• _EXCERPT PROVIDED_:
+++++

Loyalist protesters should ‘use their heads’ and step away from disorder
A DUP MP has urged loyalist protesters to “use their heads’” and step away from situations which may descend into disorder.
Gregory Campbell was speaking after several consecutive nights of violence across Northern Ireland which resulted in 41 police officers injured and 10 arrested.
The cause of the unrest has been attributed to frustration over a decision not to prosecute members of Sinn Fein over alleged coronavirus regulation breaches at the funeral of republican Bobby Storey.
Opposition to the Northern Ireland Protocol and drugs seizures against a dissident faction of the UDA in south east Antrim have also been blamed.
The DUP has called for the resignation of police chief Simon Byrne over the lack of prosecutions.
“If people use their heads and they think ahead and say ‘we’re not going to give people the opportunity to say a chief constable can’t stand down because of the threat of violence’,” Mr Campbell told the BBC.
“That is something that would have a resonance across the community. Don’t give them that excuse.
“They should think long and hard before taking part in any protests that could eventually result in violence and serious hurt being done to individuals as well as to the wider community they live in.”
Mr Byrne briefed the Northern Ireland Policing Board on Wednesday in a private session on the disorder on the streets.
Chairman of the board Doug Garrett called for a “redoubling of efforts to calm tensions” and for continued dialogue between the community and police officers.
“Nothing is achieved without talking, and leadership is needed from all those with influence so that any concerns can be addressed through the democratic structures in place; and through the board mechanisms for policing oversight and accountability,” he said.
The Stormont Assembly is set to be recalled on Thursday morning for an emergency debate following days of violence.
The Police Service of Northern Ireland recommended prosecutions against deputy First Minister Michelle O’Neill and 23 others for alleged breaches of the regulations last year at the funeral of republican Bobby Storey, but the Public Prosecution Service (PPS) announced last week it will not pursue prosecutions.
The PPS pointed to police engagement with the funeral planners as one reason why any prosecution was likely to fail as well as the repeatedly changing and inconsistent nature of Stormont’s coronavirus regulations.
UK policing watchdog Her Majesty’s Inspectorate of Constabulary is to conduct a review of the PSNI’s handling of the policing of the funeral.
Mrs Foster blamed police commanders, accusing them of “facilitating” the funeral, and claiming the PPS report was “devastating”.

+++++

• _DATA SHOWN_:
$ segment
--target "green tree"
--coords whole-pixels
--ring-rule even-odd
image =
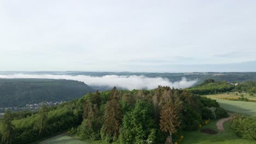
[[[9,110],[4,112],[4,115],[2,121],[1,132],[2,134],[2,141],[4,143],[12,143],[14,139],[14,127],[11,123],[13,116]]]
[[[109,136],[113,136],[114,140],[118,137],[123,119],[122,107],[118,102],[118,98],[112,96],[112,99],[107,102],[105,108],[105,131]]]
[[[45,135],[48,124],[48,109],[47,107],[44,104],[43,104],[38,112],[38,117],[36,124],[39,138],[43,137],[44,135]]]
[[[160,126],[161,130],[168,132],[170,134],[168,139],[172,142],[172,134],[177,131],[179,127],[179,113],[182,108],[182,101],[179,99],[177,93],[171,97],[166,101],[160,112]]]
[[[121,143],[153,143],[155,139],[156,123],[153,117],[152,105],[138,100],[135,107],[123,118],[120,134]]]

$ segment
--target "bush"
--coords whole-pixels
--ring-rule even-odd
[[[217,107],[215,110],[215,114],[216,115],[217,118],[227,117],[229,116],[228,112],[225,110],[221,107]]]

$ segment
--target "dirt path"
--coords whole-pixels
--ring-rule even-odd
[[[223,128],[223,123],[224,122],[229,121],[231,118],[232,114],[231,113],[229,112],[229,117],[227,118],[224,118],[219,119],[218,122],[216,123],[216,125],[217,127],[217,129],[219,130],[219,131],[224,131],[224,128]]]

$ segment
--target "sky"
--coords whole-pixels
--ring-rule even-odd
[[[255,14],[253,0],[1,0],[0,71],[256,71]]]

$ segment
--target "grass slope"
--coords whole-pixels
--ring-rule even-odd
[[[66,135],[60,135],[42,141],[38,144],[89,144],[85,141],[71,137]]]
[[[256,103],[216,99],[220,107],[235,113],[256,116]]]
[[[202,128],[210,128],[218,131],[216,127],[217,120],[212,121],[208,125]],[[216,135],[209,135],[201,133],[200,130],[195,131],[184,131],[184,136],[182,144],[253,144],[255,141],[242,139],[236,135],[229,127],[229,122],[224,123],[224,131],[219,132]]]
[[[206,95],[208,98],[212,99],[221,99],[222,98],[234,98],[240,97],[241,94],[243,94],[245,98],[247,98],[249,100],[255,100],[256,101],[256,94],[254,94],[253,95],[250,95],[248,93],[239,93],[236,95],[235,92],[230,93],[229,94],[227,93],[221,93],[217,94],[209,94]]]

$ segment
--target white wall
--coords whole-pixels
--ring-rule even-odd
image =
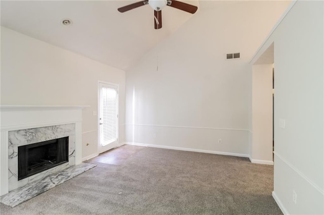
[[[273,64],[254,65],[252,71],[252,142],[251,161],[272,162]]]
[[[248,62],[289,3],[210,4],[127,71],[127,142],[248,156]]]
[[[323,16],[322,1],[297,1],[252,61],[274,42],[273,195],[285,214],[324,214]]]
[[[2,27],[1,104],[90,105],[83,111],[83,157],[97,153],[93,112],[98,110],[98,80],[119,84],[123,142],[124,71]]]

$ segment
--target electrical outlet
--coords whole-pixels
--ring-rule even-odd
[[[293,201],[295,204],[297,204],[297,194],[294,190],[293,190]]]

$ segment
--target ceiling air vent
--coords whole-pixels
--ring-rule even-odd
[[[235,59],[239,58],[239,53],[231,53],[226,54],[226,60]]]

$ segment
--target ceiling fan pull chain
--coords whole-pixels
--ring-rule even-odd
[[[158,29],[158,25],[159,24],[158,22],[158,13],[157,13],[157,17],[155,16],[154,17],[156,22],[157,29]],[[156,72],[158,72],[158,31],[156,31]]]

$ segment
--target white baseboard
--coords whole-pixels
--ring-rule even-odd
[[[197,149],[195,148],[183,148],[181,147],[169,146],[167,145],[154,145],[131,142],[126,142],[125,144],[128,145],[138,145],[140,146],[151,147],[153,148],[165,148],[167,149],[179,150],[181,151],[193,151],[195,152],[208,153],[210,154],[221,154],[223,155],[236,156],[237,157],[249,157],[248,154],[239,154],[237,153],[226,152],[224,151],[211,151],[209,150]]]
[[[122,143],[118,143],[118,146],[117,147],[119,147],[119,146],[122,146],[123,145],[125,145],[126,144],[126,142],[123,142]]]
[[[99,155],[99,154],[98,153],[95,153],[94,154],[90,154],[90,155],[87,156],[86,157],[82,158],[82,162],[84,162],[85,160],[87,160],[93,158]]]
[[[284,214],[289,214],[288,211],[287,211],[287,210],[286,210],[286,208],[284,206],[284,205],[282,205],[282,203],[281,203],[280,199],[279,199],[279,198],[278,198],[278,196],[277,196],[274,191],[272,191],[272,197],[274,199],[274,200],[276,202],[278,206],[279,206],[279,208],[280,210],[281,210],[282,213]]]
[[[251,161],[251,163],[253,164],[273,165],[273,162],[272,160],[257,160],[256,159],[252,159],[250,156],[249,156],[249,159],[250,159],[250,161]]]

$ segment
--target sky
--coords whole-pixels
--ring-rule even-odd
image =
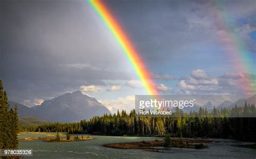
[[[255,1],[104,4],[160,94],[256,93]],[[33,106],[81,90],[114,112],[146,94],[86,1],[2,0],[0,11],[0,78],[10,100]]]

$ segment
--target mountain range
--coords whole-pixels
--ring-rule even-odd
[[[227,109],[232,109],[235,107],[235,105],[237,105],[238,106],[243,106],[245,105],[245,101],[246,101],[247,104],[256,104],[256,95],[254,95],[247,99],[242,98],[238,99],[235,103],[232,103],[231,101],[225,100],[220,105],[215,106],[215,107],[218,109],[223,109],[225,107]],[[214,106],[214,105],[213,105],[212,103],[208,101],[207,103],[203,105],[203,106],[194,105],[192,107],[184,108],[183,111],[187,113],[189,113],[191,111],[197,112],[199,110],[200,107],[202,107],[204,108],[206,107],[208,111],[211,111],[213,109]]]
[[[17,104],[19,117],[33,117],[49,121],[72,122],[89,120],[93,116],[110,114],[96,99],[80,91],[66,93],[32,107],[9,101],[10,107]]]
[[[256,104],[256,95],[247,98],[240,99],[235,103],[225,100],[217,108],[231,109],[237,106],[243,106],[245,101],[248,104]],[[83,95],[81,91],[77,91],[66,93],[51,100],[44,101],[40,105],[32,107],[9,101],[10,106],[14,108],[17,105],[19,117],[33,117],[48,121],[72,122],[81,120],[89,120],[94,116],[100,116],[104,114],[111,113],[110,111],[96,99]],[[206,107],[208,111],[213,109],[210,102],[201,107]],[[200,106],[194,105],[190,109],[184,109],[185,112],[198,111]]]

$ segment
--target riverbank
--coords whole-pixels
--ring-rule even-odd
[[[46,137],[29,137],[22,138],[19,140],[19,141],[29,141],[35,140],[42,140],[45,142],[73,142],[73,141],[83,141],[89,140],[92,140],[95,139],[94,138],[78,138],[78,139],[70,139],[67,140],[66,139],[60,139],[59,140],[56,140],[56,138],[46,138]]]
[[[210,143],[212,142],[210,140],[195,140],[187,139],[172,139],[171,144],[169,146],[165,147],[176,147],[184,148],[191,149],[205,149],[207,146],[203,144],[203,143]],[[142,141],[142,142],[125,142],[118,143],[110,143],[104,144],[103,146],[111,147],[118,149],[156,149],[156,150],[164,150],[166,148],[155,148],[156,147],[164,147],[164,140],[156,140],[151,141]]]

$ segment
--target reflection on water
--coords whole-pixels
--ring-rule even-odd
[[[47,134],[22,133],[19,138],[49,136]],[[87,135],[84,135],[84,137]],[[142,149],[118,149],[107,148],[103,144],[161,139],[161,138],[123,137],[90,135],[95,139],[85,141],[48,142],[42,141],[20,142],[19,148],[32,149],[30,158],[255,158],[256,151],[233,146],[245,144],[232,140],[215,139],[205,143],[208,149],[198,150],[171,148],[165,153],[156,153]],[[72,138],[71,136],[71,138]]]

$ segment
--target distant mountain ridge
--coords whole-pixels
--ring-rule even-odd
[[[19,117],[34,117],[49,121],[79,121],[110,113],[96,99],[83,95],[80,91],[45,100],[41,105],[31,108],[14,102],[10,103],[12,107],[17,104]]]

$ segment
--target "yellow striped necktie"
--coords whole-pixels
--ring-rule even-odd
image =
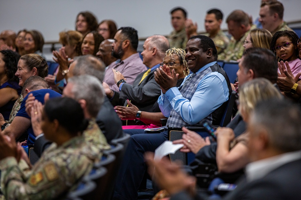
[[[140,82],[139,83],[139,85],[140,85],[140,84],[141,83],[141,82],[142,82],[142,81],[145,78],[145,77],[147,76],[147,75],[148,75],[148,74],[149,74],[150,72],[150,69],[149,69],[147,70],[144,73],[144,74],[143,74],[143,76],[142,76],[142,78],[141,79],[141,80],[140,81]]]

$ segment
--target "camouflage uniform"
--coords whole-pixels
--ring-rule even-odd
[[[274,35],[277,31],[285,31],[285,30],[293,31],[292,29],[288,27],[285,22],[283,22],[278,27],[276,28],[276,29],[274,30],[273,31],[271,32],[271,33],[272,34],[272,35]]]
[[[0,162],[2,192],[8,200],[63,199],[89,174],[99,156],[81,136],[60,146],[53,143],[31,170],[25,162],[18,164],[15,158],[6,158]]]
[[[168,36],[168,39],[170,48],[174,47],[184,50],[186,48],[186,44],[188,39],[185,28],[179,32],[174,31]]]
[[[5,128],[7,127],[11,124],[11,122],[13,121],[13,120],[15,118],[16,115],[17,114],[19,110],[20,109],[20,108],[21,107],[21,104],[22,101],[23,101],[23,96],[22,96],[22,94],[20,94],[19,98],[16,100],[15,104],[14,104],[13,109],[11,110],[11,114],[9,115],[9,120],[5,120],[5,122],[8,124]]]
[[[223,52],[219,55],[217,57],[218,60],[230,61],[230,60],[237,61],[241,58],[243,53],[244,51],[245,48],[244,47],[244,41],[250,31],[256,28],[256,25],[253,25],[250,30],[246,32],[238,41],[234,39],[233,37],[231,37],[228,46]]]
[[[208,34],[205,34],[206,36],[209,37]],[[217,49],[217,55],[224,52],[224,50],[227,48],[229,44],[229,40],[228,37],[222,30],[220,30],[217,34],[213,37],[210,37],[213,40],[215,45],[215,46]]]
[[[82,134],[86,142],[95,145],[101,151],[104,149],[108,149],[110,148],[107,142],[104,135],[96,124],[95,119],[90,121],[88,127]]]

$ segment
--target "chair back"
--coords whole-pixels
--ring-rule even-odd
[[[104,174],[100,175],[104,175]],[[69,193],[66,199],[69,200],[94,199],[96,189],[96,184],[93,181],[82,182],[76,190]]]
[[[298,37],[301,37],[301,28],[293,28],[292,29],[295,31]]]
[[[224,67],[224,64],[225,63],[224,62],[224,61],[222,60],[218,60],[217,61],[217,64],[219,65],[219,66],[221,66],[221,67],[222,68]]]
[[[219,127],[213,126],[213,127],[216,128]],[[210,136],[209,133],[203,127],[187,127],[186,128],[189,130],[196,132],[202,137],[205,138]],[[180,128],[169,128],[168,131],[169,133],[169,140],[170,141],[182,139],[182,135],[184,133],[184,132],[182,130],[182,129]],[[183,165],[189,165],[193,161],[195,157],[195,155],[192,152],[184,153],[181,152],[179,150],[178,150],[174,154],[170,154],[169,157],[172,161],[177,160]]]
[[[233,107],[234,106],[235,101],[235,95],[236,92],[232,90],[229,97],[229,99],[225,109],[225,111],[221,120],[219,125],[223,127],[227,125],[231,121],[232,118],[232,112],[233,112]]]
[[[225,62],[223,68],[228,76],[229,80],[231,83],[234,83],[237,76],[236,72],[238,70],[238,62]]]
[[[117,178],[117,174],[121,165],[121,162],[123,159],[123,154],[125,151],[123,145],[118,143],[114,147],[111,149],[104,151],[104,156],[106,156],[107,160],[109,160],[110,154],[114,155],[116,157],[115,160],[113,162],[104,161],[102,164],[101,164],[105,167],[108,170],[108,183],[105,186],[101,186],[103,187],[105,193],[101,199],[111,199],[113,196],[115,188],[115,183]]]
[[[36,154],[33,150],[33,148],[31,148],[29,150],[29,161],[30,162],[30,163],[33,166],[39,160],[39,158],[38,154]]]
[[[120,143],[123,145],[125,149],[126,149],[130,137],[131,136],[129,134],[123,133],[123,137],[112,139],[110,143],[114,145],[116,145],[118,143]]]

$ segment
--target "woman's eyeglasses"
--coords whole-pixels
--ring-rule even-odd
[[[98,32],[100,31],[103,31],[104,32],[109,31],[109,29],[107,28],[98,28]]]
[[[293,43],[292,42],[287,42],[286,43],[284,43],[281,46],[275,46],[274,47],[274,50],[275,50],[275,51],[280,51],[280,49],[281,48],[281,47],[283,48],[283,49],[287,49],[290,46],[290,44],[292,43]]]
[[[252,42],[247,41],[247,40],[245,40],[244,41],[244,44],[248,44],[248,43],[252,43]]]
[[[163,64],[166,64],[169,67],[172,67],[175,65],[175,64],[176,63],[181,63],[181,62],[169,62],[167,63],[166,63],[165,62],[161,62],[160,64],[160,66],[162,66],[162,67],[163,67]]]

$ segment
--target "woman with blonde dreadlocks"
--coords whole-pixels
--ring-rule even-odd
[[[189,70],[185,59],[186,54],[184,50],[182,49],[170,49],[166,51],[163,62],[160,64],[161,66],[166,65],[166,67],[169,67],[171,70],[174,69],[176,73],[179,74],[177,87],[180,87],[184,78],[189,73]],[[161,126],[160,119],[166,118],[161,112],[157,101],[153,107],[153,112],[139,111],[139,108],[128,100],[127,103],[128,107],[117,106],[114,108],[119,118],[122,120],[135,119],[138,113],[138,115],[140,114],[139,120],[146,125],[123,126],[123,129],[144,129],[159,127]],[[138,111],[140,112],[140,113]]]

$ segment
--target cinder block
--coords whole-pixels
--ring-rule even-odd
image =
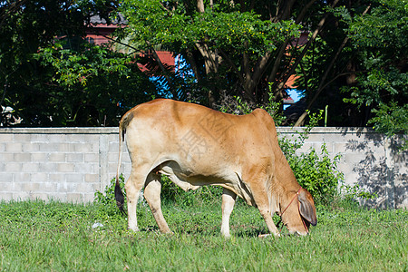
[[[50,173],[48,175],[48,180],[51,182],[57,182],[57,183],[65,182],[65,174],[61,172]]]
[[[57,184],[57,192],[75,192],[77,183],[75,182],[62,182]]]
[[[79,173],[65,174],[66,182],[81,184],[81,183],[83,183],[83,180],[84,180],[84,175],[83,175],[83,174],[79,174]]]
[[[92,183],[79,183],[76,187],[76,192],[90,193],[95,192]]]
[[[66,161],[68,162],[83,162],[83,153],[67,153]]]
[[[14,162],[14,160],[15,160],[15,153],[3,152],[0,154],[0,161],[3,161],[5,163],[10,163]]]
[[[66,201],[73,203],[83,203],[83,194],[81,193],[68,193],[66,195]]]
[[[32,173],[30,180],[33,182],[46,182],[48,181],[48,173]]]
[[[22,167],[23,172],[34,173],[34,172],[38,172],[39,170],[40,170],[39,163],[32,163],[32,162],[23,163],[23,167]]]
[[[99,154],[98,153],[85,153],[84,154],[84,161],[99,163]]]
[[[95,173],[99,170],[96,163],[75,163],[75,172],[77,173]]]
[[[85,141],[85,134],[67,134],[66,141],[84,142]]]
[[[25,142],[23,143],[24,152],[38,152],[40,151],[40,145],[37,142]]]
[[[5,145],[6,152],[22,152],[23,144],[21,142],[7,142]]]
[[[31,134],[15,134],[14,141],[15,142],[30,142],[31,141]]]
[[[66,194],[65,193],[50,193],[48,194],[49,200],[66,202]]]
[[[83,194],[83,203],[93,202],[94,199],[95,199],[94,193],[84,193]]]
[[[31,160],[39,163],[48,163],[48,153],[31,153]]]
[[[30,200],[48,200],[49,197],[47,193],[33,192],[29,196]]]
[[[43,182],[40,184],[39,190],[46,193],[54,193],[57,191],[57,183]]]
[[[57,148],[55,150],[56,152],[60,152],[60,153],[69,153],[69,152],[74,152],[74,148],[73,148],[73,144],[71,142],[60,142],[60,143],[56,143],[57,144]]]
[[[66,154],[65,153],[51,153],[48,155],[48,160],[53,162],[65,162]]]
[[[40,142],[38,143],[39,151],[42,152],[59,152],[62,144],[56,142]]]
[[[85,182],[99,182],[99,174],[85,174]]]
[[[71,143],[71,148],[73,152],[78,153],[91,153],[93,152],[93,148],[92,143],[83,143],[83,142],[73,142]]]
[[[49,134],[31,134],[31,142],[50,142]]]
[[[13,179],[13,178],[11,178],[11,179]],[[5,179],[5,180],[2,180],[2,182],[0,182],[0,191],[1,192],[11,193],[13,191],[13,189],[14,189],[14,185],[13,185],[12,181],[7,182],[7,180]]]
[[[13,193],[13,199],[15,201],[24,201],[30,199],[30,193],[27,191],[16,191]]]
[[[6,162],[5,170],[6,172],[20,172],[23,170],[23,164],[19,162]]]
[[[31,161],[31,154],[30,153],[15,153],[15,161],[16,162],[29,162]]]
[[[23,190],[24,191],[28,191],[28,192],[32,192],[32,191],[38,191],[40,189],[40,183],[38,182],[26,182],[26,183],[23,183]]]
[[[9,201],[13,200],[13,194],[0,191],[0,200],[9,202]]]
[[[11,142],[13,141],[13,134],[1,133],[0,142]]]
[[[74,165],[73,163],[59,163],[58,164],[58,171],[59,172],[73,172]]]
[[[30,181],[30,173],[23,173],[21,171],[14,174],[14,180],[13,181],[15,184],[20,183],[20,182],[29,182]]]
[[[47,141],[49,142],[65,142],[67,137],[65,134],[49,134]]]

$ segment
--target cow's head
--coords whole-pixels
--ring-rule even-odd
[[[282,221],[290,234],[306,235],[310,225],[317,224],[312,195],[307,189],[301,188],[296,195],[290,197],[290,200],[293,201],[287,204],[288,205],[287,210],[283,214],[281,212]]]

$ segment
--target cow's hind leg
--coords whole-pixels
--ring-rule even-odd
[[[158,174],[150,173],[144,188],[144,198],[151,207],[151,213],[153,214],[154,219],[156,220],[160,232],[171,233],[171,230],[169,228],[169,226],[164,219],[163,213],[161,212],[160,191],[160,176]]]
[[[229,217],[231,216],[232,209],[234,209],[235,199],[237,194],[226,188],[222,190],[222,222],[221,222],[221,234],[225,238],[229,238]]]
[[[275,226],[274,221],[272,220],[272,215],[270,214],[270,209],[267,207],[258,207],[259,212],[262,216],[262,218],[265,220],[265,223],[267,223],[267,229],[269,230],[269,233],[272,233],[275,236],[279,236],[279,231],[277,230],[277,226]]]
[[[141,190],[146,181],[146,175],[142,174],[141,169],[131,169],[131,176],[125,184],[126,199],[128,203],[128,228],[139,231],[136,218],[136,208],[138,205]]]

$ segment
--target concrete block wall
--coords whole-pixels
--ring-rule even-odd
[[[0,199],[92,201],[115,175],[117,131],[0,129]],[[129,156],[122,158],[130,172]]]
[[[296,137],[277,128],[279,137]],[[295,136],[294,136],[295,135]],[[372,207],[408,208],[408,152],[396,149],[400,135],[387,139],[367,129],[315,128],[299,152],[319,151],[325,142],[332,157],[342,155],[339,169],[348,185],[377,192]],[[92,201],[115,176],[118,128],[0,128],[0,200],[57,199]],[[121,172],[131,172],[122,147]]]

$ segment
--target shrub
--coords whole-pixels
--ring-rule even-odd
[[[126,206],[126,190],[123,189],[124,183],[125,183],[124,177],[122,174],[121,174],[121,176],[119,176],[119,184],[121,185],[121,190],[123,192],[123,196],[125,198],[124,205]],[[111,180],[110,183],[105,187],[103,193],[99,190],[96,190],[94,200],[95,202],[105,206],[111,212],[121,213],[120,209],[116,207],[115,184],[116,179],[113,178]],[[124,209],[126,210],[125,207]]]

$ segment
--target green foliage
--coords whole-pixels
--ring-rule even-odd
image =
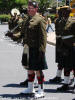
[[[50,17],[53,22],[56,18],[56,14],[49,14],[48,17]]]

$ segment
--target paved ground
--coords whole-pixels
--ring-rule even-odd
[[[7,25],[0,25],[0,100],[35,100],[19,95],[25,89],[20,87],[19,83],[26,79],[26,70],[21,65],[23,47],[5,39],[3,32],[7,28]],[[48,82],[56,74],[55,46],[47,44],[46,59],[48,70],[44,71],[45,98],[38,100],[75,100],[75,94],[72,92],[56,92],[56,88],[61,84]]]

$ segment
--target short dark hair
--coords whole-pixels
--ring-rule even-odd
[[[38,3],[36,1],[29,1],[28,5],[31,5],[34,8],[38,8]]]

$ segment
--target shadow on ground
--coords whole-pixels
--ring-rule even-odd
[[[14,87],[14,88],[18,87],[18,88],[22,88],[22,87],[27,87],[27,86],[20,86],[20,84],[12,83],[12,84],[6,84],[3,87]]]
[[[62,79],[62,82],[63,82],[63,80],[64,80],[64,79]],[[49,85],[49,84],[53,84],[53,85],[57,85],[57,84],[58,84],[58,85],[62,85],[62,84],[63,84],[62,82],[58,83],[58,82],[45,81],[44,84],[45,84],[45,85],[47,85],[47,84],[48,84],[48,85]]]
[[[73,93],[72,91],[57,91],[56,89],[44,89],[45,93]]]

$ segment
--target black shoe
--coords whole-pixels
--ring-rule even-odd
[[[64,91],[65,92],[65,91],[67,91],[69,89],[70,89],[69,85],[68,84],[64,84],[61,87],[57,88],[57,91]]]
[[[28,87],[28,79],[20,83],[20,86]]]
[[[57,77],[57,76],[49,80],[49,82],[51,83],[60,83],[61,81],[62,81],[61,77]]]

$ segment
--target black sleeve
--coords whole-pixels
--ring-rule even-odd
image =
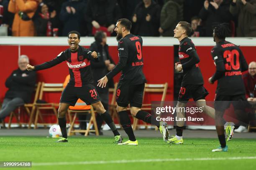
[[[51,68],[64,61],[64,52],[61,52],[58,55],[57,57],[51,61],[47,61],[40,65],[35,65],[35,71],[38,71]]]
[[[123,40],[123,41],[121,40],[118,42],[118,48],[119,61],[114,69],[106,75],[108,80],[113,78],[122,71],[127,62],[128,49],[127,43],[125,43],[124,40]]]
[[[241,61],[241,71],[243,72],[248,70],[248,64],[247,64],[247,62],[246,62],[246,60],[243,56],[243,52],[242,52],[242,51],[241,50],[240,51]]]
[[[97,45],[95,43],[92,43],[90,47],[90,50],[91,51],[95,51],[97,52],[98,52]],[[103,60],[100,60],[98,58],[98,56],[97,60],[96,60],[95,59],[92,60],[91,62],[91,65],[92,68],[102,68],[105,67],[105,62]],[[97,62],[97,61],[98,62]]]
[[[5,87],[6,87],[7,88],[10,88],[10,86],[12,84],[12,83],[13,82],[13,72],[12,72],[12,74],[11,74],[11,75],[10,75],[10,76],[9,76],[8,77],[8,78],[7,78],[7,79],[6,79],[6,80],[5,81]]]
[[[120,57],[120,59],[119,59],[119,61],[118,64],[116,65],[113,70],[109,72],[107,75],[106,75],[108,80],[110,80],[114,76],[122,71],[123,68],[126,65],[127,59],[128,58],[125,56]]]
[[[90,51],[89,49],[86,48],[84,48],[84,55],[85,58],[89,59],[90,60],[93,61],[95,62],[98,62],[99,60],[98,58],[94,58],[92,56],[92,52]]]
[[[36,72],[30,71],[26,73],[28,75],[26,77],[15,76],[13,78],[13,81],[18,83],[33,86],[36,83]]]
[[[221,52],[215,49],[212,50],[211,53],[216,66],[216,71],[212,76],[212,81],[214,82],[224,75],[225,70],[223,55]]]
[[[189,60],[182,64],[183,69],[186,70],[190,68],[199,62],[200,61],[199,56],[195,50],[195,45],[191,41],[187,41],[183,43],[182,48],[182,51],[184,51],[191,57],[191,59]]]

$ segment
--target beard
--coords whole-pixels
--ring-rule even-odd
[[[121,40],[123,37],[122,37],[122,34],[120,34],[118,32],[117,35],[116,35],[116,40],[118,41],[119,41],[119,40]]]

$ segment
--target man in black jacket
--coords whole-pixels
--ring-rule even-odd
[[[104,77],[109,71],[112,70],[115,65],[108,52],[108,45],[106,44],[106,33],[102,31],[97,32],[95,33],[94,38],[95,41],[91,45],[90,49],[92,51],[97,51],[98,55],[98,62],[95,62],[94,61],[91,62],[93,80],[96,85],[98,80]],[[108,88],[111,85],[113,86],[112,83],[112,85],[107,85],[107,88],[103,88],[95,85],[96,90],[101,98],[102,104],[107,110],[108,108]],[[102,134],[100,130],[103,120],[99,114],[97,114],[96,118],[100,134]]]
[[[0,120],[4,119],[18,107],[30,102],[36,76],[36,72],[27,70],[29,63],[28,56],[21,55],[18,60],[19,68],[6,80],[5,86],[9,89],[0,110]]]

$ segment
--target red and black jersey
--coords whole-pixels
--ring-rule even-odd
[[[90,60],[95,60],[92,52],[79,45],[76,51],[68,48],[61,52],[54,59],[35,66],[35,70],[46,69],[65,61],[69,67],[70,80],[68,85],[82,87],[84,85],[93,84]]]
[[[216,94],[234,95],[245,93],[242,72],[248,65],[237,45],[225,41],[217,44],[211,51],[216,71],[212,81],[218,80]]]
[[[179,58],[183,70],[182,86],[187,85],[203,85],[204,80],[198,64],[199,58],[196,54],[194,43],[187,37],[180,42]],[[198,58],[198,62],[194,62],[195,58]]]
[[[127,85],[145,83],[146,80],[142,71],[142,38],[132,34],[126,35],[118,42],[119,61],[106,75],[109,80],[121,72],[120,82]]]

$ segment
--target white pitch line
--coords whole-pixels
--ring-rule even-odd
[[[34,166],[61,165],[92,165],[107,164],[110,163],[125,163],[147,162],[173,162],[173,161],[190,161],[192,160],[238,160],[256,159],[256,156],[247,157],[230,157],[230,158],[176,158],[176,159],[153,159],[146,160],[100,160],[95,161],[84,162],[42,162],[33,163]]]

+++++

• _EXERCISE 1_: How many police officers does the news report on the Northern Ireland disorder say were injured?
• _EXERCISE 2_: Continue the news report on the Northern Ireland disorder with the next few paragraphs.

• _FINAL ANSWER 1_: 41

• _FINAL ANSWER 2_:
Justice Minister Naomi Long told RTE that it is “preposterous” that Mrs Foster “refuses” to meet Mr Byrne just weeks after she met the Loyalist Communities Council.
Mrs Foster dismissed the criticism as comparing two different things, and insisted the loyalist community must be heard.
She also insisted she stands with police officers but said she must “call out failure”.
“Police have my full support … there is no difficulty in supporting police, we support the rule of law, it’s actually because we support the rule of law that we are so perplexed by the decision of the PPS not to prosecute those who very clearly broke the law at the Bobby Storey funeral,” she told the BBC’s Good Morning Ulster programme.
Mrs Foster said she believes the leadership of the PSNI has “compromised itself to a point where it needs to change”.
“I support all of those police officers who are having to deal with an outrageous couple of nights of violence and I stand foursquare with them but as a political leader and as a public representative I don’t just have a right to talk about these issues, I have a duty to call out things when they are not correct,” she said.
“As the leader of unionism it is my duty to call out failure when failure is very obvious.”
Mark Lindsay, chairman of the Police Federation for Northern Ireland, voiced concern about the “lack of confidence that political leaders have in the chief constable”.
“The proper mechanism for that is the Policing Board, of which all political parties are represented.
“So they hired him two years ago and it’s up to them then to make the decision around that.
“Certainly our members are very disturbed around the political use of commentary that says the chief constable should resign,” he said.